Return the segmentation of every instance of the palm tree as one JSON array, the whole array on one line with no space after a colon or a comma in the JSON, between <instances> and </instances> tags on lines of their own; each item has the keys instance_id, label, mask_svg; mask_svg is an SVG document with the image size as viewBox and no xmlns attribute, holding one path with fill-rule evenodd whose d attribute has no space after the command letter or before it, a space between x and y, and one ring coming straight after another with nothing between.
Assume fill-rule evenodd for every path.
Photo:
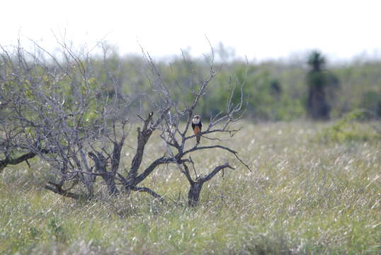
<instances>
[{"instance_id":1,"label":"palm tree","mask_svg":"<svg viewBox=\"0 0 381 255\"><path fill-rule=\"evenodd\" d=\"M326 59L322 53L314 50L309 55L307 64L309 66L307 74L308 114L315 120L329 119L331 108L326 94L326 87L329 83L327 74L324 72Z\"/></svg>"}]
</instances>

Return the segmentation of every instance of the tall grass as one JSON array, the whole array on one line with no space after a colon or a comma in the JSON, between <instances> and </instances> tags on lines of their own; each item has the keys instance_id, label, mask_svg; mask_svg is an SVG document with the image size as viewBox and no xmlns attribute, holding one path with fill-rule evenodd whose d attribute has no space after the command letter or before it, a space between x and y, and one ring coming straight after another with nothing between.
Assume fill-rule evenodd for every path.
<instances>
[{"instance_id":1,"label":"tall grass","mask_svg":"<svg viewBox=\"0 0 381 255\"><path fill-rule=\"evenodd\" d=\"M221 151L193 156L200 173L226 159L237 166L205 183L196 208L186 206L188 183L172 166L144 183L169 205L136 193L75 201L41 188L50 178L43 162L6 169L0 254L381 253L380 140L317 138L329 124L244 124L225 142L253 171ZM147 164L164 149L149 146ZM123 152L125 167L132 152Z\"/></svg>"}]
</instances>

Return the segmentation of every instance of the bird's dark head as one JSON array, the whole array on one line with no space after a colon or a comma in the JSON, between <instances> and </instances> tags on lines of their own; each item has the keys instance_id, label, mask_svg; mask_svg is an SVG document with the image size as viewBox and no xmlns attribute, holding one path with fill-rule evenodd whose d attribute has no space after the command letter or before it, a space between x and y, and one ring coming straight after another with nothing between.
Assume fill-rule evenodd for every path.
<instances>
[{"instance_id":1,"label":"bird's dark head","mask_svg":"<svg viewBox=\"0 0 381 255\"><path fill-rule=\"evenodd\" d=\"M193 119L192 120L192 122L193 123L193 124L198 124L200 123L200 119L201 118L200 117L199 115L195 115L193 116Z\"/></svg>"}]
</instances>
--
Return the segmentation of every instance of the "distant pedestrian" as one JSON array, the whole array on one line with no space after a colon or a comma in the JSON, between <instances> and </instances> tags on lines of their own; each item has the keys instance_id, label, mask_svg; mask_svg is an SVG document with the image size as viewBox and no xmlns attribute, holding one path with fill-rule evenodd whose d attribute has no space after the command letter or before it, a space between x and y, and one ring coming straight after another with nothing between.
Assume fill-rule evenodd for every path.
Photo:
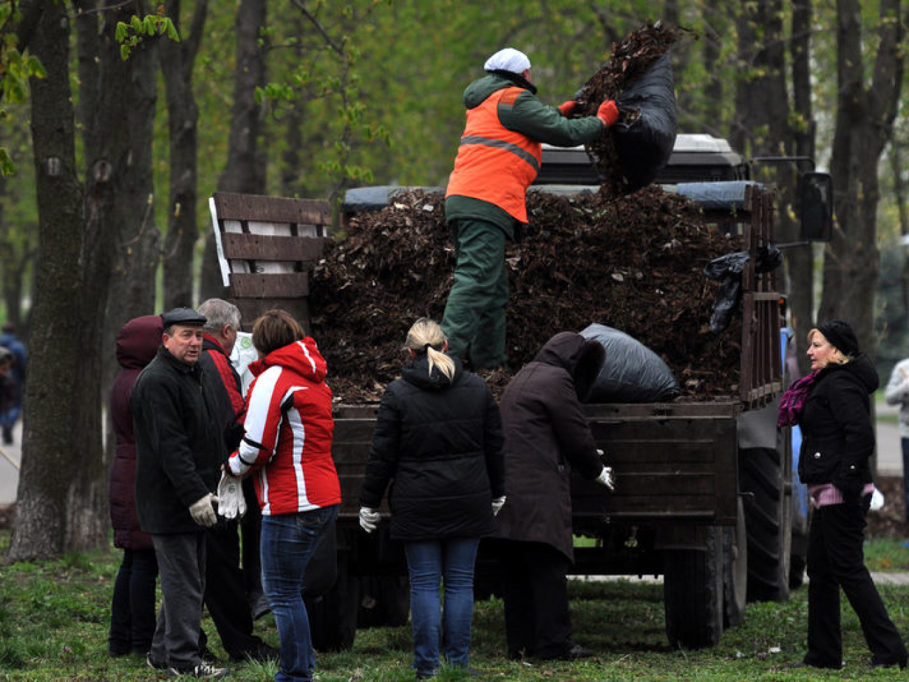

### Given request
Extract from the records above each line that contains the string "palm", and reproduce those lines unchanged in their original order.

### Solved exercise
Return the segmentation of every instance of the palm tree as one JSON array, the whole array on one line with no space after a colon or a comma in the JSON, between <instances> and </instances> tags on lines of their own; each item has the keys instance_id, label, mask_svg; mask_svg is an SVG document with the image size as viewBox and no xmlns attribute, holding one path with fill-rule evenodd whose d attribute has no space after the command letter or before it, a space between x and y, and one ring coming straight after another with nothing between.
[{"instance_id":1,"label":"palm tree","mask_svg":"<svg viewBox=\"0 0 381 255\"><path fill-rule=\"evenodd\" d=\"M326 59L322 53L314 50L309 55L307 64L309 66L307 74L308 114L315 120L329 119L331 108L326 94L326 87L329 83L327 74L324 72Z\"/></svg>"}]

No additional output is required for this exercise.